** Selected passage **
=== Begin Enclosure ===

But on Sunday, I developed the telltale opaque blurriness filled with tiny bright dots, as well as larger shooting black spots, indicating the same issue as I’d had with my left eye. Because of my experience last time with the hospital ER not having the equipment to examine my eye, I decided to wait and call the ophthalmologist in the morning.

I woke up Monday morning with no vision in my right eye, just a massive opaque mass with swirling black lines throughout it. The ophthalmologist’s office told me this was a different issue, so I needed a new referral. I couldn’t see well enough to drive to my optometrist’s office, so I called my doctor’s office, which is walking distance. I explained in detail what had happened to the receptionist, and how I needed a referral to an ophthalmologist. She agreed this needed to be checked, but said they couldn’t see me until the next afternoon. I hung up feeling stunned and close to tears.

=== End Enclosure ===

** Input data **

=== Begin Enclosure ===

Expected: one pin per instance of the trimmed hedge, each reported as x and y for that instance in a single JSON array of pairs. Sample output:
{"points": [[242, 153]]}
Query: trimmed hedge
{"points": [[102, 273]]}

=== End Enclosure ===

** Exercise directions **
Copy out the full account of losing vision in the right eye, word for word. You can leave the listing aside.

** Your solution **
But on Sunday, I developed the telltale opaque blurriness filled with tiny bright dots, as well as larger shooting black spots, indicating the same issue as I’d had with my left eye. Because of my experience last time with the hospital ER not having the equipment to examine my eye, I decided to wait and call the ophthalmologist in the morning.

I woke up Monday morning with no vision in my right eye, just a massive opaque mass with swirling black lines throughout it. The ophthalmologist’s office told me this was a different issue, so I needed a new referral. I couldn’t see well enough to drive to my optometrist’s office, so I called my doctor’s office, which is walking distance. I explained in detail what had happened to the receptionist, and how I needed a referral to an ophthalmologist. She agreed this needed to be checked, but said they couldn’t see me until the next afternoon. I hung up feeling stunned and close to tears.